Exercise instructions: Tally up the lines below that carry the word "leaf", answering with the figure alone.

Stored entries:
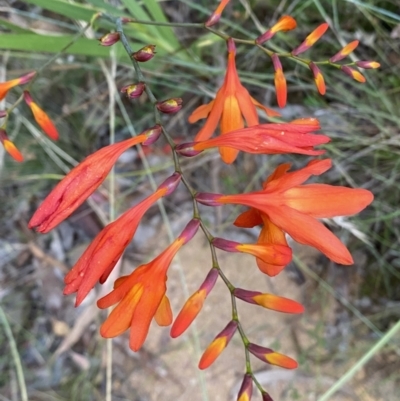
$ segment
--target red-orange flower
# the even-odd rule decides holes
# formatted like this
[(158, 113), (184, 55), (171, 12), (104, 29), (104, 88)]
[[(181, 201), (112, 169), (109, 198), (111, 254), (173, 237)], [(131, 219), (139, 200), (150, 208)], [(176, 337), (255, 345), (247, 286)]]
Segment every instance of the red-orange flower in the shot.
[(334, 56), (332, 56), (329, 61), (332, 63), (336, 63), (339, 60), (347, 57), (354, 49), (358, 46), (360, 42), (358, 40), (354, 40), (353, 42), (348, 43), (343, 49), (338, 51)]
[(296, 369), (297, 362), (279, 352), (275, 352), (272, 349), (261, 347), (257, 344), (250, 343), (247, 346), (247, 349), (258, 359), (262, 360), (263, 362), (267, 362), (271, 365), (280, 366), (281, 368), (285, 369)]
[(349, 77), (352, 77), (355, 81), (361, 82), (362, 84), (366, 81), (364, 75), (354, 68), (350, 68), (347, 65), (342, 65), (341, 70)]
[(253, 395), (253, 378), (246, 373), (237, 396), (237, 401), (250, 401)]
[(321, 70), (312, 61), (309, 64), (309, 66), (311, 72), (314, 75), (314, 82), (315, 86), (318, 89), (318, 92), (320, 93), (320, 95), (325, 95), (326, 86), (325, 86), (324, 76), (322, 75)]
[(303, 43), (292, 50), (294, 56), (298, 56), (300, 53), (308, 50), (314, 43), (321, 38), (321, 36), (327, 31), (329, 25), (324, 22), (323, 24), (317, 26), (303, 41)]
[(224, 11), (225, 7), (231, 0), (221, 0), (216, 10), (211, 14), (210, 18), (205, 23), (205, 26), (213, 26), (215, 25), (221, 18), (221, 14)]
[(0, 128), (0, 142), (4, 146), (4, 149), (10, 156), (16, 160), (17, 162), (22, 162), (24, 160), (24, 156), (22, 156), (21, 152), (17, 149), (13, 142), (10, 141), (6, 131)]
[[(106, 321), (100, 334), (105, 338), (116, 337), (129, 327), (129, 346), (137, 351), (143, 345), (153, 317), (162, 322), (170, 320), (169, 301), (166, 298), (167, 271), (172, 259), (196, 233), (199, 220), (192, 220), (182, 234), (151, 262), (139, 266), (129, 276), (118, 280), (118, 285), (105, 297), (97, 301), (99, 308), (108, 308), (118, 303)], [(163, 305), (167, 303), (167, 307)]]
[(256, 43), (259, 45), (270, 40), (277, 32), (279, 31), (290, 31), (296, 28), (297, 23), (296, 20), (291, 17), (290, 15), (284, 15), (283, 17), (279, 18), (279, 21), (272, 26), (272, 28), (268, 29), (265, 33), (259, 36), (256, 39)]
[(221, 355), (236, 332), (238, 323), (234, 320), (219, 333), (206, 348), (199, 362), (199, 369), (207, 369)]
[(6, 81), (0, 83), (0, 100), (4, 99), (8, 93), (8, 91), (11, 88), (14, 88), (14, 86), (18, 85), (23, 85), (28, 83), (34, 76), (36, 75), (36, 72), (30, 72), (26, 75), (23, 75), (22, 77), (12, 79), (11, 81)]
[[(330, 159), (313, 160), (291, 173), (287, 172), (290, 164), (284, 164), (273, 173), (273, 179), (267, 180), (262, 191), (237, 195), (205, 193), (198, 194), (196, 199), (209, 206), (240, 204), (257, 209), (276, 229), (288, 233), (295, 241), (317, 248), (334, 262), (349, 265), (353, 258), (348, 249), (317, 219), (358, 213), (372, 202), (373, 195), (365, 189), (302, 185), (312, 175), (328, 170), (331, 164)], [(254, 217), (251, 216), (249, 225), (257, 221)]]
[(24, 91), (24, 100), (26, 104), (31, 108), (32, 114), (40, 128), (54, 140), (58, 139), (58, 131), (50, 117), (32, 100), (29, 92)]
[(214, 288), (217, 278), (218, 270), (211, 269), (200, 288), (185, 302), (171, 327), (172, 338), (180, 336), (192, 324), (200, 313), (208, 294)]
[(107, 280), (131, 242), (143, 215), (158, 199), (170, 194), (179, 184), (180, 178), (180, 174), (174, 173), (153, 194), (127, 210), (97, 234), (64, 279), (64, 294), (77, 292), (76, 306), (81, 304), (97, 281), (102, 284)]
[[(269, 115), (277, 116), (278, 113), (264, 107), (253, 99), (247, 89), (240, 83), (235, 64), (235, 42), (228, 40), (228, 66), (224, 83), (218, 90), (214, 100), (198, 107), (190, 116), (189, 122), (206, 118), (203, 128), (197, 133), (195, 141), (203, 141), (212, 136), (220, 122), (220, 133), (224, 135), (244, 127), (243, 118), (247, 126), (252, 127), (259, 123), (256, 107), (259, 107)], [(225, 163), (233, 163), (238, 150), (232, 148), (219, 148), (222, 160)]]
[(274, 65), (275, 75), (274, 75), (274, 83), (276, 89), (276, 99), (278, 101), (278, 106), (283, 108), (286, 106), (287, 99), (287, 86), (286, 86), (286, 78), (282, 70), (282, 64), (279, 60), (279, 57), (276, 54), (271, 56), (272, 63)]
[(311, 134), (319, 128), (318, 121), (312, 118), (294, 120), (291, 123), (260, 124), (200, 142), (183, 143), (178, 145), (176, 150), (188, 157), (215, 147), (254, 154), (297, 153), (317, 156), (325, 151), (314, 150), (314, 146), (330, 141), (325, 135)]
[(156, 125), (142, 134), (92, 153), (74, 167), (50, 192), (32, 216), (28, 227), (41, 233), (52, 230), (73, 213), (106, 179), (111, 168), (130, 147), (153, 143), (161, 133)]

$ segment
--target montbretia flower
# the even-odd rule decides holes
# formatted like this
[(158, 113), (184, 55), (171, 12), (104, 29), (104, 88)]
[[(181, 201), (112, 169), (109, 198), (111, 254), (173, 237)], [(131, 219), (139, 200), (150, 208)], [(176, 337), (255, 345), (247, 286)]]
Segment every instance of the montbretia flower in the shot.
[(117, 43), (120, 39), (120, 35), (118, 32), (109, 32), (103, 35), (99, 42), (102, 46), (112, 46)]
[(272, 397), (264, 390), (261, 393), (262, 401), (274, 401)]
[(140, 63), (145, 63), (151, 60), (156, 55), (156, 46), (147, 45), (139, 49), (138, 51), (132, 53), (131, 57)]
[(129, 99), (136, 99), (142, 95), (145, 89), (146, 84), (144, 82), (138, 82), (137, 84), (123, 86), (120, 92), (125, 93), (126, 97)]
[[(114, 290), (97, 301), (102, 309), (118, 304), (100, 327), (103, 337), (116, 337), (131, 328), (129, 346), (133, 351), (138, 351), (156, 315), (159, 315), (157, 321), (170, 321), (169, 301), (165, 295), (168, 268), (179, 249), (194, 236), (199, 225), (199, 220), (191, 220), (181, 235), (160, 255), (139, 266), (129, 276), (119, 278)], [(167, 316), (162, 316), (163, 311)]]
[(256, 39), (256, 43), (261, 45), (262, 43), (270, 40), (277, 32), (279, 31), (291, 31), (295, 29), (297, 26), (296, 20), (291, 17), (290, 15), (284, 15), (283, 17), (279, 18), (278, 22), (272, 26), (272, 28), (268, 29), (265, 33), (259, 36)]
[(230, 1), (231, 0), (221, 0), (216, 10), (211, 14), (204, 25), (208, 27), (215, 25), (220, 20), (222, 12)]
[(230, 321), (227, 326), (219, 333), (211, 344), (206, 348), (200, 358), (199, 369), (207, 369), (221, 355), (235, 334), (238, 323)]
[[(256, 107), (265, 110), (269, 116), (279, 116), (279, 113), (264, 107), (253, 99), (247, 89), (240, 83), (235, 63), (235, 42), (228, 40), (228, 66), (224, 83), (218, 90), (214, 100), (208, 104), (198, 107), (189, 116), (189, 122), (207, 118), (203, 128), (197, 133), (195, 141), (204, 141), (212, 136), (220, 122), (220, 133), (225, 135), (244, 127), (243, 118), (247, 126), (258, 125), (258, 115)], [(222, 160), (225, 163), (233, 163), (238, 154), (238, 150), (220, 147)]]
[(117, 159), (130, 147), (153, 143), (161, 126), (125, 141), (105, 146), (74, 167), (50, 192), (32, 216), (28, 227), (47, 233), (73, 213), (106, 179)]
[(297, 153), (317, 156), (325, 151), (314, 150), (314, 146), (330, 142), (325, 135), (311, 134), (319, 128), (318, 120), (313, 118), (291, 123), (260, 124), (200, 142), (183, 143), (176, 147), (176, 151), (191, 157), (206, 149), (223, 147), (253, 154)]
[(308, 50), (312, 45), (315, 44), (317, 40), (321, 38), (321, 36), (327, 31), (329, 25), (324, 22), (323, 24), (319, 25), (315, 28), (305, 39), (304, 42), (292, 50), (293, 56), (298, 56), (300, 53), (305, 52)]
[(350, 68), (347, 65), (342, 65), (340, 68), (346, 75), (353, 78), (355, 81), (364, 83), (366, 81), (364, 75), (361, 72), (355, 70), (354, 68)]
[(156, 103), (156, 107), (161, 113), (176, 113), (182, 108), (182, 99), (180, 97), (173, 97), (171, 99), (162, 100)]
[(0, 142), (4, 146), (4, 150), (17, 162), (22, 162), (24, 156), (17, 149), (13, 142), (10, 141), (5, 130), (0, 128)]
[(183, 305), (172, 325), (172, 338), (180, 336), (192, 324), (193, 320), (200, 313), (208, 294), (214, 288), (217, 278), (218, 270), (215, 268), (211, 269), (200, 288), (185, 302), (185, 305)]
[(347, 57), (351, 52), (355, 50), (360, 42), (358, 40), (353, 40), (353, 42), (348, 43), (343, 49), (338, 51), (334, 56), (332, 56), (329, 61), (331, 63), (336, 63), (337, 61), (343, 60)]
[(107, 280), (135, 235), (143, 215), (161, 197), (173, 192), (180, 178), (180, 174), (174, 173), (153, 194), (127, 210), (97, 234), (64, 279), (64, 294), (77, 292), (76, 306), (81, 304), (97, 281), (103, 284)]
[(32, 110), (33, 117), (45, 134), (53, 140), (58, 139), (58, 131), (50, 117), (32, 100), (31, 94), (24, 91), (25, 103)]
[(263, 308), (283, 313), (303, 313), (304, 307), (289, 298), (279, 297), (273, 294), (263, 294), (259, 291), (248, 291), (242, 288), (235, 288), (233, 295), (242, 301), (250, 304), (260, 305)]
[(296, 369), (298, 366), (294, 359), (280, 354), (279, 352), (275, 352), (272, 349), (261, 347), (260, 345), (252, 343), (247, 346), (247, 349), (255, 357), (263, 362), (269, 363), (270, 365), (280, 366), (281, 368), (285, 369)]
[(285, 245), (241, 244), (223, 238), (214, 238), (212, 244), (227, 252), (248, 253), (270, 265), (285, 266), (292, 260), (292, 250)]
[(356, 66), (366, 70), (379, 68), (381, 65), (377, 61), (356, 61)]
[(12, 79), (10, 81), (1, 82), (0, 83), (0, 100), (3, 100), (8, 91), (11, 88), (14, 88), (18, 85), (23, 85), (28, 83), (34, 76), (36, 75), (36, 71), (30, 72), (28, 74), (23, 75), (22, 77)]
[[(320, 175), (331, 166), (330, 159), (313, 160), (306, 167), (288, 173), (290, 164), (284, 164), (267, 179), (261, 191), (237, 195), (199, 193), (196, 199), (209, 206), (239, 204), (254, 208), (271, 221), (273, 230), (280, 231), (273, 243), (282, 243), (286, 232), (295, 241), (317, 248), (334, 262), (350, 265), (353, 258), (348, 249), (317, 219), (356, 214), (372, 202), (373, 195), (365, 189), (302, 185), (312, 175)], [(254, 217), (257, 216), (250, 216), (249, 225), (257, 221)]]
[(287, 99), (287, 86), (286, 86), (286, 78), (283, 74), (282, 64), (279, 60), (279, 57), (276, 54), (271, 56), (272, 64), (274, 65), (274, 83), (276, 90), (276, 99), (278, 101), (278, 106), (283, 108), (286, 106)]
[(253, 395), (253, 378), (246, 373), (237, 396), (237, 401), (250, 401)]
[(325, 95), (326, 87), (324, 76), (321, 73), (321, 70), (311, 61), (309, 64), (310, 70), (314, 75), (315, 86), (318, 89), (320, 95)]

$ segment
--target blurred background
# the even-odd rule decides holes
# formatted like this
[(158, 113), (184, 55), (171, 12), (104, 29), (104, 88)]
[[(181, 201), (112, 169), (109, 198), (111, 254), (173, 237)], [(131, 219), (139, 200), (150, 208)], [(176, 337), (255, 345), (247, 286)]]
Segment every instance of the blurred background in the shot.
[[(118, 88), (135, 82), (129, 58), (120, 43), (99, 46), (112, 26), (101, 22), (80, 37), (93, 14), (140, 20), (204, 22), (217, 1), (157, 0), (0, 0), (0, 80), (39, 69), (34, 100), (51, 116), (60, 133), (52, 142), (43, 135), (25, 104), (7, 125), (10, 138), (25, 161), (14, 162), (0, 149), (0, 399), (225, 401), (236, 399), (244, 373), (244, 351), (235, 336), (207, 371), (197, 369), (202, 350), (230, 320), (230, 299), (218, 283), (188, 334), (172, 340), (169, 330), (152, 326), (138, 353), (128, 335), (116, 338), (113, 352), (99, 335), (105, 312), (95, 300), (112, 283), (98, 288), (77, 309), (65, 297), (63, 277), (91, 239), (109, 221), (134, 205), (173, 172), (166, 143), (160, 139), (144, 149), (123, 154), (115, 182), (107, 180), (78, 211), (49, 234), (27, 229), (27, 222), (54, 185), (74, 165), (105, 146), (154, 125), (146, 95), (128, 100)], [(220, 252), (220, 265), (238, 287), (272, 292), (302, 302), (302, 316), (286, 316), (239, 305), (240, 319), (252, 342), (271, 347), (299, 361), (296, 371), (254, 361), (260, 383), (277, 400), (396, 401), (400, 394), (400, 334), (385, 336), (400, 315), (400, 6), (380, 0), (232, 1), (218, 29), (251, 39), (289, 14), (295, 31), (277, 34), (268, 46), (290, 51), (320, 23), (330, 30), (308, 51), (314, 61), (326, 60), (345, 44), (360, 45), (347, 60), (377, 60), (379, 70), (365, 70), (365, 84), (322, 66), (327, 93), (321, 97), (313, 77), (300, 63), (282, 59), (288, 82), (288, 104), (280, 110), (290, 121), (316, 117), (332, 138), (325, 146), (334, 168), (324, 183), (363, 187), (374, 203), (351, 218), (326, 224), (351, 250), (355, 264), (335, 265), (310, 248), (292, 244), (295, 259), (278, 277), (259, 272), (250, 256)], [(157, 46), (156, 57), (142, 64), (159, 99), (182, 97), (183, 109), (165, 118), (176, 142), (193, 140), (201, 124), (187, 117), (210, 101), (222, 83), (226, 66), (223, 40), (201, 28), (170, 28), (132, 24), (131, 46)], [(66, 45), (73, 42), (65, 51)], [(256, 47), (238, 45), (237, 67), (253, 97), (277, 109), (271, 60)], [(12, 90), (1, 109), (10, 107), (22, 89)], [(261, 116), (265, 122), (265, 116)], [(301, 167), (304, 156), (240, 154), (234, 165), (222, 165), (210, 151), (182, 160), (186, 177), (199, 191), (236, 193), (260, 187), (281, 162)], [(233, 228), (240, 208), (202, 208), (210, 230), (236, 241), (255, 241), (258, 230)], [(191, 198), (183, 186), (163, 204), (146, 213), (117, 270), (127, 274), (156, 256), (192, 216)], [(197, 290), (211, 268), (208, 245), (201, 233), (174, 260), (168, 294), (174, 314)], [(379, 350), (374, 346), (383, 341)], [(258, 363), (260, 362), (260, 363)], [(106, 389), (106, 367), (112, 387)], [(345, 373), (358, 368), (349, 381)], [(261, 399), (254, 394), (254, 399)], [(324, 400), (325, 400), (324, 399)]]

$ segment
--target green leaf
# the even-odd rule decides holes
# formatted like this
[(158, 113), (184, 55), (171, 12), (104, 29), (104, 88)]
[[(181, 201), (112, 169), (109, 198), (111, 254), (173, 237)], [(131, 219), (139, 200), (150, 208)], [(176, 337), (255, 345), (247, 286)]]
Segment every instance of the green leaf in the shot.
[(21, 28), (19, 25), (15, 25), (12, 22), (5, 20), (3, 18), (0, 18), (0, 26), (4, 26), (8, 29), (11, 29), (14, 32), (18, 33), (33, 33), (31, 30), (26, 29), (26, 28)]

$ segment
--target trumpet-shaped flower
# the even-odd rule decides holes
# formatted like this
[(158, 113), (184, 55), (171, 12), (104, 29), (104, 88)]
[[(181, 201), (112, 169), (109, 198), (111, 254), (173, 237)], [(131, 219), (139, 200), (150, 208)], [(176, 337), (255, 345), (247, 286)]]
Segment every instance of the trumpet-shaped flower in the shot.
[(221, 14), (231, 0), (221, 0), (216, 10), (211, 14), (210, 18), (205, 22), (205, 26), (215, 25), (221, 18)]
[(5, 151), (17, 162), (22, 162), (24, 160), (24, 156), (22, 156), (21, 152), (17, 149), (13, 142), (10, 141), (6, 131), (0, 128), (0, 142), (4, 146)]
[(260, 345), (250, 343), (247, 346), (249, 352), (251, 352), (255, 357), (260, 359), (263, 362), (267, 362), (271, 365), (280, 366), (285, 369), (296, 369), (297, 362), (279, 352), (275, 352), (272, 349), (261, 347)]
[(32, 110), (33, 117), (39, 127), (48, 137), (57, 140), (59, 135), (53, 121), (51, 121), (50, 117), (32, 100), (31, 94), (28, 91), (24, 91), (24, 100)]
[[(210, 138), (217, 128), (218, 122), (220, 122), (221, 135), (243, 128), (243, 118), (246, 120), (248, 127), (258, 125), (256, 107), (265, 110), (269, 116), (279, 115), (253, 99), (247, 89), (240, 83), (236, 70), (235, 54), (235, 42), (229, 39), (228, 66), (222, 87), (218, 90), (214, 100), (198, 107), (189, 116), (189, 122), (191, 123), (207, 118), (203, 128), (197, 133), (195, 141), (203, 141)], [(220, 147), (219, 150), (225, 163), (233, 163), (238, 154), (238, 150), (232, 148)]]
[(282, 63), (276, 54), (271, 56), (272, 64), (274, 66), (274, 83), (276, 90), (276, 100), (278, 101), (278, 106), (283, 108), (286, 106), (287, 99), (287, 85), (285, 74), (283, 73)]
[(12, 79), (12, 80), (6, 81), (6, 82), (1, 82), (0, 83), (0, 100), (3, 100), (6, 97), (8, 91), (11, 88), (14, 88), (15, 86), (18, 86), (18, 85), (23, 85), (23, 84), (28, 83), (35, 75), (36, 75), (36, 72), (33, 71), (26, 75), (23, 75), (22, 77), (15, 78), (15, 79)]
[(332, 63), (336, 63), (347, 57), (354, 49), (358, 46), (360, 42), (358, 40), (353, 40), (353, 42), (348, 43), (345, 47), (343, 47), (340, 51), (338, 51), (334, 56), (332, 56), (329, 61)]
[(97, 234), (64, 279), (64, 294), (77, 292), (76, 306), (81, 304), (97, 281), (102, 284), (107, 280), (135, 235), (143, 215), (158, 199), (173, 192), (180, 178), (178, 173), (167, 178), (153, 194), (127, 210)]
[(253, 395), (253, 378), (246, 373), (237, 396), (237, 401), (250, 401)]
[(318, 121), (312, 118), (285, 124), (260, 124), (200, 142), (183, 143), (178, 145), (176, 150), (181, 155), (189, 157), (216, 147), (253, 154), (297, 153), (317, 156), (325, 151), (314, 150), (314, 146), (330, 141), (326, 135), (311, 134), (319, 128)]
[(266, 42), (267, 40), (270, 40), (277, 32), (279, 31), (290, 31), (292, 29), (295, 29), (297, 26), (296, 20), (291, 17), (290, 15), (284, 15), (279, 19), (279, 21), (272, 26), (272, 28), (268, 29), (265, 33), (263, 33), (261, 36), (259, 36), (256, 39), (256, 43), (261, 45), (262, 43)]
[[(200, 193), (196, 199), (209, 206), (239, 204), (257, 209), (262, 216), (292, 238), (310, 245), (336, 263), (353, 263), (345, 245), (329, 231), (319, 218), (349, 216), (368, 206), (373, 195), (365, 189), (353, 189), (326, 184), (302, 185), (312, 175), (320, 175), (331, 167), (331, 160), (313, 160), (305, 168), (288, 173), (290, 165), (279, 166), (267, 179), (262, 191), (237, 195)], [(258, 218), (259, 219), (259, 218)], [(248, 224), (257, 221), (250, 216)], [(275, 243), (282, 241), (280, 233)]]
[(318, 92), (320, 93), (320, 95), (325, 95), (326, 86), (325, 86), (324, 76), (322, 75), (321, 70), (312, 61), (309, 64), (309, 67), (314, 75), (314, 82), (315, 86), (318, 89)]
[(329, 25), (324, 22), (323, 24), (317, 26), (305, 39), (304, 42), (296, 47), (296, 49), (292, 50), (292, 54), (294, 56), (298, 56), (300, 53), (308, 50), (312, 45), (315, 44), (317, 40), (321, 38), (321, 36), (327, 31)]
[(350, 68), (347, 65), (342, 65), (341, 70), (346, 75), (353, 78), (355, 81), (361, 82), (362, 84), (366, 81), (364, 75), (361, 74), (360, 71), (355, 70), (354, 68)]
[(180, 336), (192, 324), (193, 320), (200, 313), (208, 294), (214, 288), (217, 278), (218, 270), (215, 268), (211, 269), (200, 288), (185, 302), (185, 305), (183, 305), (172, 325), (172, 338)]
[(74, 167), (50, 192), (32, 216), (29, 227), (41, 233), (52, 230), (73, 213), (106, 179), (119, 156), (138, 143), (153, 143), (161, 134), (161, 126), (144, 131), (94, 152)]
[(221, 352), (227, 347), (233, 335), (236, 332), (238, 323), (234, 320), (219, 333), (211, 344), (206, 348), (200, 358), (199, 369), (207, 369), (221, 355)]
[[(114, 290), (98, 300), (99, 308), (118, 303), (100, 328), (105, 338), (116, 337), (131, 328), (129, 346), (137, 351), (143, 345), (153, 317), (158, 322), (170, 321), (169, 301), (166, 298), (167, 271), (179, 249), (194, 236), (199, 220), (191, 220), (181, 235), (151, 262), (138, 267), (121, 279)], [(165, 307), (167, 303), (168, 306)], [(166, 316), (163, 316), (163, 312)]]

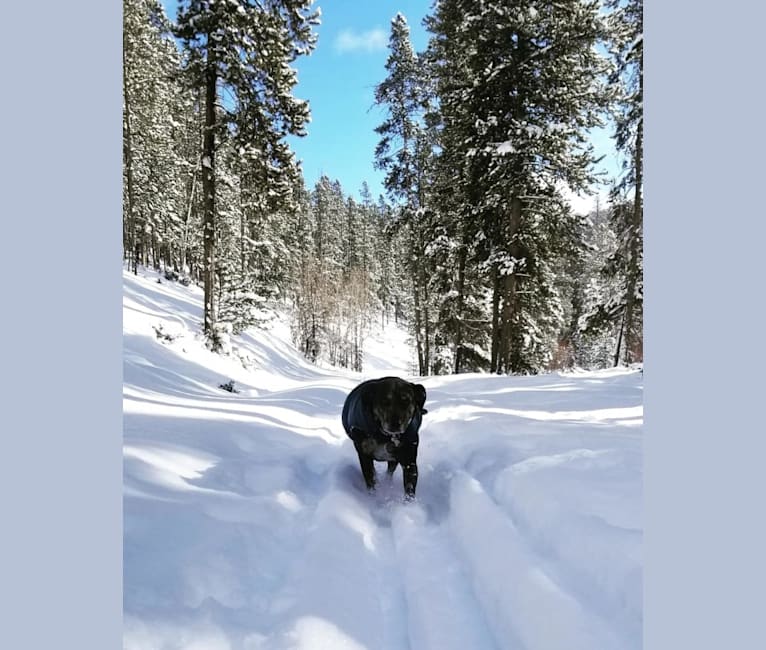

Result below: 2